● EXERCISE DATA:
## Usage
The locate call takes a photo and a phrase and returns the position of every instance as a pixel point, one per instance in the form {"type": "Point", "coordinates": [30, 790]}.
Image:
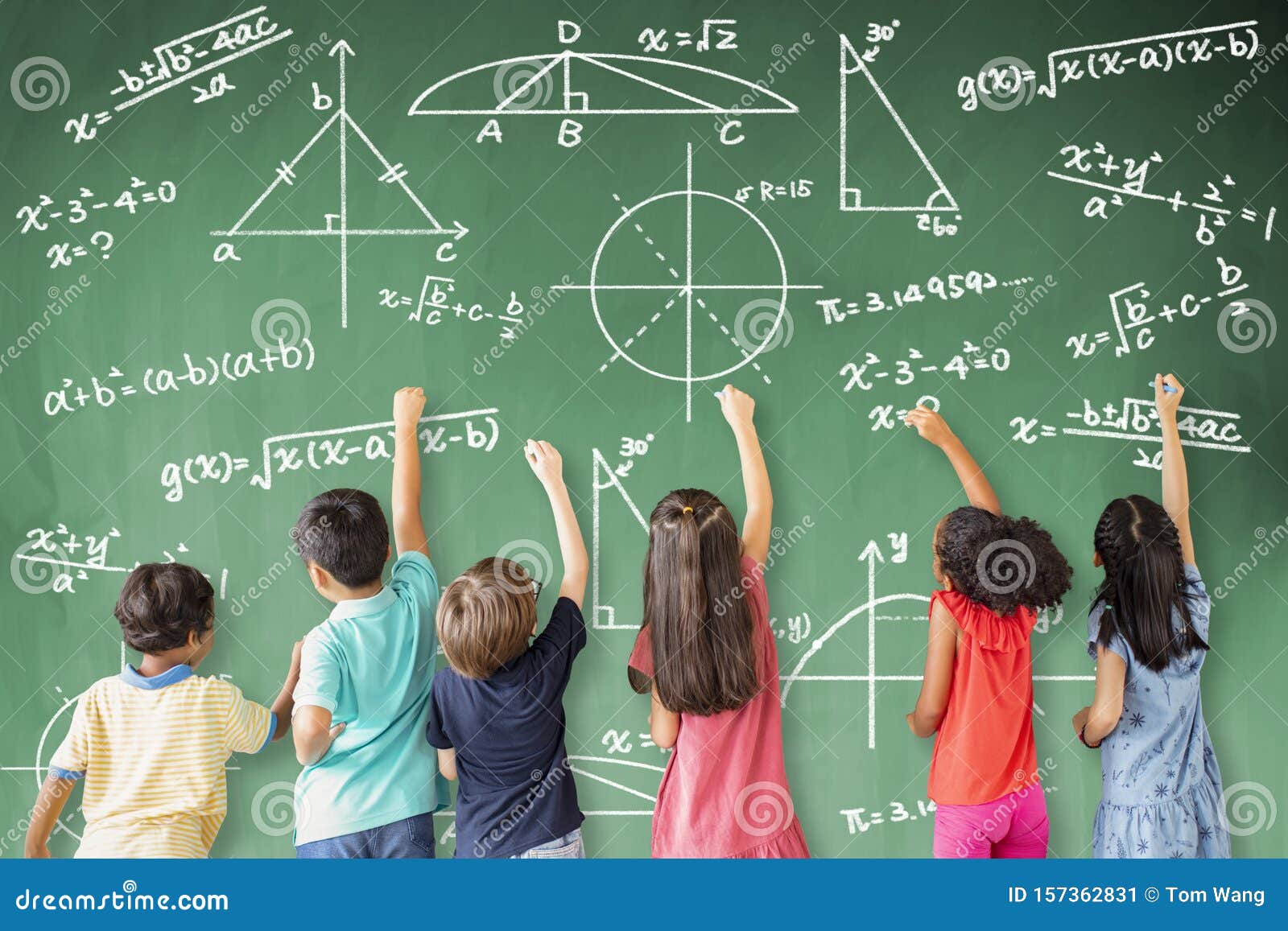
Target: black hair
{"type": "Point", "coordinates": [1144, 583]}
{"type": "Point", "coordinates": [1001, 562]}
{"type": "Point", "coordinates": [161, 603]}
{"type": "Point", "coordinates": [345, 532]}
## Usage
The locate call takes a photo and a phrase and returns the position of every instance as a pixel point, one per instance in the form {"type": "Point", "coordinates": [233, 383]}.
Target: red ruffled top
{"type": "Point", "coordinates": [985, 747]}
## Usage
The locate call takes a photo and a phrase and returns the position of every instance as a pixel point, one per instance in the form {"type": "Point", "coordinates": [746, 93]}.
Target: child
{"type": "Point", "coordinates": [1148, 631]}
{"type": "Point", "coordinates": [497, 718]}
{"type": "Point", "coordinates": [369, 782]}
{"type": "Point", "coordinates": [976, 694]}
{"type": "Point", "coordinates": [708, 658]}
{"type": "Point", "coordinates": [151, 744]}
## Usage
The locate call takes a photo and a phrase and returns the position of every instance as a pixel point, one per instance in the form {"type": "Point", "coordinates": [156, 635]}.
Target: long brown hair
{"type": "Point", "coordinates": [696, 608]}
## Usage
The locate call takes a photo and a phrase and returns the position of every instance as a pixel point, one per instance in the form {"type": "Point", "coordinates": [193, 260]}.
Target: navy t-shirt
{"type": "Point", "coordinates": [515, 789]}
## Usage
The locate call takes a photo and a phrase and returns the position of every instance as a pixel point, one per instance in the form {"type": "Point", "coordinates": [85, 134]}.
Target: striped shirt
{"type": "Point", "coordinates": [152, 753]}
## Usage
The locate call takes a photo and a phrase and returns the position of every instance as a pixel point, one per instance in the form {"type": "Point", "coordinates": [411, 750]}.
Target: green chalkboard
{"type": "Point", "coordinates": [235, 232]}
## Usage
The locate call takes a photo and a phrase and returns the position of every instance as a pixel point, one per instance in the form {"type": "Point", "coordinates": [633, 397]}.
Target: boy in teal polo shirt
{"type": "Point", "coordinates": [362, 702]}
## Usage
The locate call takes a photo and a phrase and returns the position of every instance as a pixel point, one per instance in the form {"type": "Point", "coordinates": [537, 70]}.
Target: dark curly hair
{"type": "Point", "coordinates": [1001, 562]}
{"type": "Point", "coordinates": [1144, 583]}
{"type": "Point", "coordinates": [160, 603]}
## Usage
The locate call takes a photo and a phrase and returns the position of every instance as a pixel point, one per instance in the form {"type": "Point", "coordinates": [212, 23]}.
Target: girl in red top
{"type": "Point", "coordinates": [976, 695]}
{"type": "Point", "coordinates": [710, 661]}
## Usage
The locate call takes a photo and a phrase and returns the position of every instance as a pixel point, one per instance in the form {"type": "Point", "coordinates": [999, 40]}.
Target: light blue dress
{"type": "Point", "coordinates": [1161, 787]}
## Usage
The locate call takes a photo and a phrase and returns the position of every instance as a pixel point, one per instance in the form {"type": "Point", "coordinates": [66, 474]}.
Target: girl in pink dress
{"type": "Point", "coordinates": [706, 654]}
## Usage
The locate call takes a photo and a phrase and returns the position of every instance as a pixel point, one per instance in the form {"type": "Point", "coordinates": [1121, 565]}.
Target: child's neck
{"type": "Point", "coordinates": [156, 663]}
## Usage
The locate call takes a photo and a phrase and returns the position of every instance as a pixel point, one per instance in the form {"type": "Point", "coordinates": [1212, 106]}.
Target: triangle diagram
{"type": "Point", "coordinates": [882, 167]}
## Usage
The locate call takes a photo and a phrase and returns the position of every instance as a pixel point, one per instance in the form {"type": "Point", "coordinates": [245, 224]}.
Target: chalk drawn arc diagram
{"type": "Point", "coordinates": [553, 61]}
{"type": "Point", "coordinates": [782, 287]}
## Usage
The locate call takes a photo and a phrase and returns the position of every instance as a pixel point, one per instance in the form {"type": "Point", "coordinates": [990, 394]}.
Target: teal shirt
{"type": "Point", "coordinates": [371, 663]}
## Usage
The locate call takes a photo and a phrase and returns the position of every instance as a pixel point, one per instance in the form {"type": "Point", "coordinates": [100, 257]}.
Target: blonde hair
{"type": "Point", "coordinates": [486, 617]}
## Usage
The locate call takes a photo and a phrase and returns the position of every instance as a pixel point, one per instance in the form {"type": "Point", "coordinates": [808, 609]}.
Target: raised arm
{"type": "Point", "coordinates": [409, 525]}
{"type": "Point", "coordinates": [1176, 484]}
{"type": "Point", "coordinates": [547, 465]}
{"type": "Point", "coordinates": [738, 410]}
{"type": "Point", "coordinates": [934, 429]}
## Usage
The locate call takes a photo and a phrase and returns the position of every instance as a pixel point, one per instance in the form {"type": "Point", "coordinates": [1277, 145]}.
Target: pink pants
{"type": "Point", "coordinates": [1014, 826]}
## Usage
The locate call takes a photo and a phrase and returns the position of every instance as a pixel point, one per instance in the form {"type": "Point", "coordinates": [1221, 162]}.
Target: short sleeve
{"type": "Point", "coordinates": [1198, 600]}
{"type": "Point", "coordinates": [320, 674]}
{"type": "Point", "coordinates": [249, 727]}
{"type": "Point", "coordinates": [415, 583]}
{"type": "Point", "coordinates": [435, 731]}
{"type": "Point", "coordinates": [642, 657]}
{"type": "Point", "coordinates": [566, 631]}
{"type": "Point", "coordinates": [71, 759]}
{"type": "Point", "coordinates": [1116, 643]}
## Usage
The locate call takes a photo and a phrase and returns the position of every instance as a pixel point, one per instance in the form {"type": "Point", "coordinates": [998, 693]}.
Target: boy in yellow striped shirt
{"type": "Point", "coordinates": [151, 744]}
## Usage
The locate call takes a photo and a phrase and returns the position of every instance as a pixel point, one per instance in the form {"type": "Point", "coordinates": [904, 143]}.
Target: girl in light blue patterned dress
{"type": "Point", "coordinates": [1161, 787]}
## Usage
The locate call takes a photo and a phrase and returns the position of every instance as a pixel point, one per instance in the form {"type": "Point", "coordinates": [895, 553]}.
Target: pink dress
{"type": "Point", "coordinates": [724, 792]}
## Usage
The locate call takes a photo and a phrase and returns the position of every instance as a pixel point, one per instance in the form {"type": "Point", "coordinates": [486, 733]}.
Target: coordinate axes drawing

● WHAT THE TASK ASKS: With pictures excluded, the data must be transcribed in full and to the letter.

● SOLUTION TO THIS PROBLEM:
## Usage
The locate call takes a photo and a phrase and returns the position of every instance as a pixel point, one per instance in the form {"type": "Point", "coordinates": [30, 790]}.
Image:
Target: black hair
{"type": "Point", "coordinates": [1144, 583]}
{"type": "Point", "coordinates": [1001, 562]}
{"type": "Point", "coordinates": [161, 603]}
{"type": "Point", "coordinates": [345, 532]}
## Usage
The locate call takes a photo and a phrase and returns the position of every instance as a pixel point, one per instance in the form {"type": "Point", "coordinates": [233, 383]}.
Target: red ruffled top
{"type": "Point", "coordinates": [985, 747]}
## Usage
The locate call takes a photo and a phrase and returns the position of every instance as a pixel point, one per instance in the form {"type": "Point", "coordinates": [746, 93]}.
Target: child
{"type": "Point", "coordinates": [1148, 631]}
{"type": "Point", "coordinates": [497, 718]}
{"type": "Point", "coordinates": [369, 782]}
{"type": "Point", "coordinates": [976, 694]}
{"type": "Point", "coordinates": [708, 658]}
{"type": "Point", "coordinates": [151, 744]}
## Usage
The locate call takes a photo and a phrase and returns the position of every instance as a pixel point, one per instance in the form {"type": "Point", "coordinates": [156, 635]}.
Target: long brown hair
{"type": "Point", "coordinates": [696, 608]}
## Usage
The locate call takes a photo and a phrase and returns the position of every instance as a pixel point, one per instance in the form {"type": "Point", "coordinates": [193, 260]}.
Target: navy t-shirt
{"type": "Point", "coordinates": [515, 789]}
## Usage
The locate call takes a photo and a phrase and returns the position of every instance as a pixel point, one per instance in the form {"type": "Point", "coordinates": [85, 134]}.
Target: striped shirt
{"type": "Point", "coordinates": [152, 753]}
## Usage
The locate call takes a photo and a phrase and returns the position of every instance as a pixel point, one per instance in the form {"type": "Point", "coordinates": [411, 750]}.
Target: green chalkboard
{"type": "Point", "coordinates": [235, 232]}
## Usage
The locate call takes a photo and a phrase and returns the position of every instance as a pixel point, one per instance in the form {"type": "Point", "coordinates": [633, 397]}.
Target: boy in teal polo shirt
{"type": "Point", "coordinates": [362, 702]}
## Usage
The locate call takes a photo and a phrase and returns the position of every instance as a pixel point, one per instance in the form {"type": "Point", "coordinates": [537, 70]}.
Target: dark curly hair
{"type": "Point", "coordinates": [1001, 562]}
{"type": "Point", "coordinates": [1144, 583]}
{"type": "Point", "coordinates": [160, 603]}
## Usage
The locate call takes a photo and a phrase and returns the position of every instance as a pixel point, one per instance in the form {"type": "Point", "coordinates": [212, 23]}.
Target: girl in red top
{"type": "Point", "coordinates": [976, 695]}
{"type": "Point", "coordinates": [710, 661]}
## Usage
The locate call takes a photo and a phrase and returns the position of every instance as a pixel point, one per instance in the form {"type": "Point", "coordinates": [999, 40]}.
Target: light blue dress
{"type": "Point", "coordinates": [1161, 787]}
## Usage
The locate call takes a photo and a phrase and returns the position of every instance as a pixel point, one per instance in the form {"type": "Point", "coordinates": [66, 474]}.
Target: girl in pink dress
{"type": "Point", "coordinates": [706, 654]}
## Usage
The locate call takes a photo and a phrase and returns the position of every instance as a pixel point, one per instance in the form {"type": "Point", "coordinates": [1121, 565]}.
Target: child's neck
{"type": "Point", "coordinates": [156, 663]}
## Usage
The locate call takes a photo and a phrase and returns the position of every instance as a pixel point, one per instance in the form {"type": "Point", "coordinates": [1212, 106]}.
Target: triangle diagram
{"type": "Point", "coordinates": [882, 167]}
## Usage
The locate call takes a photo and a phrase and returns the position of every instance as a pixel point, one per instance in the form {"type": "Point", "coordinates": [245, 224]}.
Target: chalk drawn arc diagram
{"type": "Point", "coordinates": [553, 61]}
{"type": "Point", "coordinates": [782, 287]}
## Usage
The locate call takes a photo and a phrase and returns the position of every instance as a pixel point, one per instance in the form {"type": "Point", "coordinates": [990, 394]}.
Target: teal shirt
{"type": "Point", "coordinates": [371, 663]}
## Usage
The locate call takes a photo and a phrase and returns the position of every instance as a pixel point, one per instance in the form {"type": "Point", "coordinates": [100, 257]}.
Target: blonde hair
{"type": "Point", "coordinates": [486, 617]}
## Usage
The locate call takes a photo and a phrase and returns the position of every instance as a pixel point, one per instance in the form {"type": "Point", "coordinates": [808, 609]}.
Target: raised arm
{"type": "Point", "coordinates": [409, 525]}
{"type": "Point", "coordinates": [1176, 484]}
{"type": "Point", "coordinates": [547, 465]}
{"type": "Point", "coordinates": [738, 410]}
{"type": "Point", "coordinates": [934, 429]}
## Usage
The locate call takes a photo and a phrase and returns the position of every instance as a pixel point, one per instance in the form {"type": "Point", "coordinates": [1277, 145]}.
Target: pink pants
{"type": "Point", "coordinates": [1014, 826]}
## Usage
The locate call takes a photo and a phrase and returns the position of every instance as a pixel point, one per instance in the form {"type": "Point", "coordinates": [1221, 162]}.
Target: short sleeve
{"type": "Point", "coordinates": [1198, 600]}
{"type": "Point", "coordinates": [320, 674]}
{"type": "Point", "coordinates": [249, 727]}
{"type": "Point", "coordinates": [415, 583]}
{"type": "Point", "coordinates": [435, 731]}
{"type": "Point", "coordinates": [642, 657]}
{"type": "Point", "coordinates": [566, 631]}
{"type": "Point", "coordinates": [71, 759]}
{"type": "Point", "coordinates": [1116, 643]}
## Usage
The locate call takes a photo and a phrase and returns the position of every instance as a pixel point, one per instance in the form {"type": "Point", "coordinates": [998, 693]}.
Target: boy in yellow striped shirt
{"type": "Point", "coordinates": [151, 744]}
## Usage
The locate call takes a photo and a phrase and returns the position of every instance as a pixel point, one per instance in the form {"type": "Point", "coordinates": [904, 143]}.
Target: girl in light blue patterned dress
{"type": "Point", "coordinates": [1161, 787]}
## Usage
The locate call takes a photo and a phrase and returns the position of every instance as a pixel point, one per instance in the form {"type": "Point", "coordinates": [895, 553]}.
Target: pink dress
{"type": "Point", "coordinates": [724, 792]}
## Usage
The locate call takes a photo and a phrase and returns the position of every instance as a pixel point, one per instance in the form {"type": "Point", "coordinates": [486, 733]}.
Target: coordinate axes drawing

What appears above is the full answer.